ROG Armoury: Could not read the mouse profiles properly, literally everything would show up blank. Lots of forum posts with people complaining about similar problems. If you wanted to adjust anything on mouse, like something as simple changing the DPI, you would have to reconfigure everything for that profile. This includes the button assignments, lighting, DPI, power settings, etc. Every. Single. Time. If you opened the app to change just one thing, without reconfiguring all the other settings, the mouse would reset its default settings for everything except the one thing you changed. Custom button assignments, lighting, DPI, all wiped out and you would have to start over. Reinstalling the application didn't help. If you wanted to setup multiple profiles, have fun. If you so much as looked at the app funny, it would kill your customizations, laugh, and make you start all over from scratch.

Reinstalling ROG Armoury: If you think using the uninstaller would do the job, think again. If you were unfortunate enough for the uninstaller to crash or not find it's own manifest, have fun manually deleting everything, because there's a good chance the installer will crash if certain remnants of a previous installation are still present.

Other problems of note:

1. Some ROG exe's would prevent windows from shutting down.
2. Blank ROG window with no title wouid sometimes show up, also showing up up alt-tab as empty.
3. Saving profiles is slow, if it didn't wipe out all your other profiles.

Positive notes:

1. One day out of the blue, Armoury was able to read profiles from the mouse properly, somewhere between 6 and 10 months after purchase.


I like the mouse itself, but not a huge fan of the thumb button layout. I got used to it after a while, but I am still waiting on something better. I did eventually move on and got a G604 (it has it's own entry further down).


MSI software. Let's just say it's worse than Asus, this is probably a surprise to no one :lol:. I bought this laptop not long after it came out. I wanted something that had the power of a workstation, but with a gaming GPU, but also not "look" like a gaming laptop. I use it for work.

In any case, aside from the 4k 15" screen (would've much preferred QHD), I like the laptop itself. It's thin, has a nice build quality, minimalist look, the touchpad doesn't suck, great battery life, and the fingerprint reader is fast and accurate enough; not to mention the hardware is quite beefy.

Problem 1, Intel vs MSI: Well we now have three separate applications that each want to set their own screen brightness... facepalm.jpg

Problem 2, MSI creator center (aka dragon center with less "features"): 99% of the crap in this software is useless. All I want is custom fan control! Nearly every time I open this program, it bugs me to buy their shady looking online backup service. You have to enable "high performance" mode to get access to the "fan curves", if you want to call it that. It's a series of sliders with no markers indicating temperature targets, and doesn't seem to adhere to any settings with any consistency. It seems more like the problem just f**** off and does whatever it wants, aka fan settings don't do ****. In addition, when the program updates through windows store. It doesn't actually update. Instead, after its finished, you have to manually run it as administrator (it tells you to do this instead of having a UAC prompt), and you have to restart every time.

Problem 2a, MSI creator center: it doesn't respect per-monitor scaling. At my desk, I'm hooked up to my main monitor, which doesn't use scaling. The laptop display is basically the "slack screen". When I open this application, it's huge and blurry, fun!

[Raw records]
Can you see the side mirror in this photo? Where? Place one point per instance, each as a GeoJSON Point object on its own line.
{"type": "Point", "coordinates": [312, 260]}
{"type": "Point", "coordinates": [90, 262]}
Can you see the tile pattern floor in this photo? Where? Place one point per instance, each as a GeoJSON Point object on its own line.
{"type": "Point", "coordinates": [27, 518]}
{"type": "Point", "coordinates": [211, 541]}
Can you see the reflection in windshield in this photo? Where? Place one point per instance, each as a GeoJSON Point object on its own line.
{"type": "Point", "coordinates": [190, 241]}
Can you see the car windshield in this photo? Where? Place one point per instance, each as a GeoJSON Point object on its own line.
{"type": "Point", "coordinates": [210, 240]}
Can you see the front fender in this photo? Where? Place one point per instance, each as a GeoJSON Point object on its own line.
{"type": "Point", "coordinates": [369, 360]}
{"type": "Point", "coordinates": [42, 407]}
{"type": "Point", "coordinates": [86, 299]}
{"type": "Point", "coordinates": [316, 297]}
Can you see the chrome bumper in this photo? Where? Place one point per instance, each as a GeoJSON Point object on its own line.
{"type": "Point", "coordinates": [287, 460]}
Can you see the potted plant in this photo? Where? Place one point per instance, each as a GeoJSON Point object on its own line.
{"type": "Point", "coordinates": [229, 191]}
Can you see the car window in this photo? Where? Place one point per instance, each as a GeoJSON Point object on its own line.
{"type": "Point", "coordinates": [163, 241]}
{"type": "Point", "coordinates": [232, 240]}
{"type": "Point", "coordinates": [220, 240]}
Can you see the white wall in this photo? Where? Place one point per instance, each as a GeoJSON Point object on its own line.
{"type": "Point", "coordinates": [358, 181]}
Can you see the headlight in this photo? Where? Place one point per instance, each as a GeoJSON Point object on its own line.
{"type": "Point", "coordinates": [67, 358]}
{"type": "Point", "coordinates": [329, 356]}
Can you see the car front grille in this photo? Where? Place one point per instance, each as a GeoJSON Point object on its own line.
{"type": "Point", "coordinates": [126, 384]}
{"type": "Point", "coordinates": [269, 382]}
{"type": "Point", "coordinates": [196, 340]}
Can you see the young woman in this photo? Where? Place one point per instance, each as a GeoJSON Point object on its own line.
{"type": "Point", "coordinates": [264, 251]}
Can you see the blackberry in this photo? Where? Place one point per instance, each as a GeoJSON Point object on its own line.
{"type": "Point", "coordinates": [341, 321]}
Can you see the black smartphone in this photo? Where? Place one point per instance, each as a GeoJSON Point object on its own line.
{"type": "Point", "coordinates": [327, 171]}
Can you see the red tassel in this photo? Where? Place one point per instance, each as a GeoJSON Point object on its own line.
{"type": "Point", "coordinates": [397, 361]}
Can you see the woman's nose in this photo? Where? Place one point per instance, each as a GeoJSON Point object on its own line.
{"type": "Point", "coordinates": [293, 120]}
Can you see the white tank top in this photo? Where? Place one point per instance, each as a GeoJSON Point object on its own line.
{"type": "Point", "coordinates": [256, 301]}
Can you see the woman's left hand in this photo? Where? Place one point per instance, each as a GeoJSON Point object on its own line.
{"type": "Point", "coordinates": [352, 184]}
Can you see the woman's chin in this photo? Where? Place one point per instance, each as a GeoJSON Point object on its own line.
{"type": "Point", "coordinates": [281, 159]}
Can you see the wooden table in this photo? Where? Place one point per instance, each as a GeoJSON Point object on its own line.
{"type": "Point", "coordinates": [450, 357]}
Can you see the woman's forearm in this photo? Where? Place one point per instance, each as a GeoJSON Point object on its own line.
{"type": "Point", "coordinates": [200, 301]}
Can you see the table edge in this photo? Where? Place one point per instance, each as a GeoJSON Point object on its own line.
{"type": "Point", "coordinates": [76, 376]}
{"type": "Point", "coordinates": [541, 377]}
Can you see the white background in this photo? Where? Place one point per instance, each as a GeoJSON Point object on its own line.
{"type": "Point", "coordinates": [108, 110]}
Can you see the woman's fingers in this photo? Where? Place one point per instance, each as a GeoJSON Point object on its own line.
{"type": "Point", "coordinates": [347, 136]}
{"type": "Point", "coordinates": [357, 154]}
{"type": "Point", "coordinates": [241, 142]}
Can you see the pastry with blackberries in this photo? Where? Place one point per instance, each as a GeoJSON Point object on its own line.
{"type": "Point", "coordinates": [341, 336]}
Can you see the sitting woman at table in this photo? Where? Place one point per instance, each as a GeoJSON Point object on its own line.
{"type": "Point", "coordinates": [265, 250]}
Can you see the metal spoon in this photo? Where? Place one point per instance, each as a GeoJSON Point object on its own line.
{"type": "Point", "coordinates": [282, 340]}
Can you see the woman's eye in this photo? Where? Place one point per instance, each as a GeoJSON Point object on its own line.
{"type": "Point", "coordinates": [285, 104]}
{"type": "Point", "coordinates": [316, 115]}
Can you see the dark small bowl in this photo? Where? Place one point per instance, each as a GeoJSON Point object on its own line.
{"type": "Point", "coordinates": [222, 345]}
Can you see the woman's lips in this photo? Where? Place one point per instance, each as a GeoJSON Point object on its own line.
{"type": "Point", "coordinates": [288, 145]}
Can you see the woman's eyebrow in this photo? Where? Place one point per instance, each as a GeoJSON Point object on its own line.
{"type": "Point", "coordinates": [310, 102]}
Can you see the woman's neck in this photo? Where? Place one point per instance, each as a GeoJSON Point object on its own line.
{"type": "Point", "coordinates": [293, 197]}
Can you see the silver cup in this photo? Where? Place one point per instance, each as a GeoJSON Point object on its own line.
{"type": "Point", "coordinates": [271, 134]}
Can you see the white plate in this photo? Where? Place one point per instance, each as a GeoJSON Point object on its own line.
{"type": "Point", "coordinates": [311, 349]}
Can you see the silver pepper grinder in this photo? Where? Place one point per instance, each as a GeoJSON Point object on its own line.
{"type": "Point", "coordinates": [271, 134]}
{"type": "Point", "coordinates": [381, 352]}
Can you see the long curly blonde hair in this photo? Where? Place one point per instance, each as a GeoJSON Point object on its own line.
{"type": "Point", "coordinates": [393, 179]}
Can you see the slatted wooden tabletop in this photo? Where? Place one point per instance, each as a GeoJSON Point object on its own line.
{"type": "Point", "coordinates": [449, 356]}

• _Exercise requirements_
(1) Please echo the passage from the software review that begins at the words "Other problems of" and stops after the words "alt-tab as empty.", word for word.
(2) Answer these questions from the software review, one per line:
(a) How long after purchase was Armoury first able to read profiles from the mouse properly?
(b) Which mouse did the writer eventually move on to?
(c) What screen resolution would the writer have preferred on the laptop instead of 4k?

• _The responses_
(1)
Other problems of note:

1. Some ROG exe's would prevent windows from shutting down.
2. Blank ROG window with no title wouid sometimes show up, also showing up up alt-tab as empty.

(2)
(a) Somewhere between 6 and 10 months after purchase.
(b) A G604.
(c) QHD.